### Lignes de données:
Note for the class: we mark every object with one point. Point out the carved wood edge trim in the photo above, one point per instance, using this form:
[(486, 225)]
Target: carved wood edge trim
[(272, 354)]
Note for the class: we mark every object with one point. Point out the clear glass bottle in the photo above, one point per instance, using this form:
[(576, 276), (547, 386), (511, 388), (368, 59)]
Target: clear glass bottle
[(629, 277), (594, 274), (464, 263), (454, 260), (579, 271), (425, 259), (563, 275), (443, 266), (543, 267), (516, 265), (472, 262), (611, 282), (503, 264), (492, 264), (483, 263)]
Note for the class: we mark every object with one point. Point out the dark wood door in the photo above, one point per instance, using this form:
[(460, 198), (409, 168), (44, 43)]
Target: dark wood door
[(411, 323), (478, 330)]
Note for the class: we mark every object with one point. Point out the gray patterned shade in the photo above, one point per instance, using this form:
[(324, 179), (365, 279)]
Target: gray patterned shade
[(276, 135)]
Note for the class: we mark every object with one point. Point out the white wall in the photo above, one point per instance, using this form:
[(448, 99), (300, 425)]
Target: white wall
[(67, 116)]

### Consigne:
Recopiez l'ensemble du matériel ci-dessus ligne par ligne, sans en modifier le moindre caractère.

### Réponse attendue:
Note for the class: we mark every object with one point. Point out the carved wood edge trim in the photo above, one point per instance, using this form:
[(486, 225)]
Target: carved wood edge trim
[(272, 354)]
Note for the class: we mark every object with one point. Point out the clear glass bottle in the photo above, one point per instance, using this form:
[(576, 276), (547, 386), (511, 388), (368, 59)]
Target: clear glass bottle
[(629, 277), (594, 274), (464, 263), (454, 260), (579, 271), (425, 259), (563, 275), (443, 266), (543, 267), (516, 265), (472, 262), (611, 282), (503, 264), (492, 264), (483, 263)]
Note for the class: we mark every object with one point. Point out the dark wood door in the photo above, one point per instance, using this form:
[(460, 198), (409, 168), (44, 43)]
Target: dark wood door
[(411, 323), (478, 330)]
Note for the class: we mark every object with one point. Point out the gray patterned shade in the photo above, one point per instance, using this form:
[(324, 179), (365, 279)]
Target: gray patterned shade
[(276, 135)]
Note for the class: we mark every object with one point. Point out the white wall in the photo above, one point per instance, using this form:
[(448, 99), (300, 425)]
Target: white wall
[(67, 116)]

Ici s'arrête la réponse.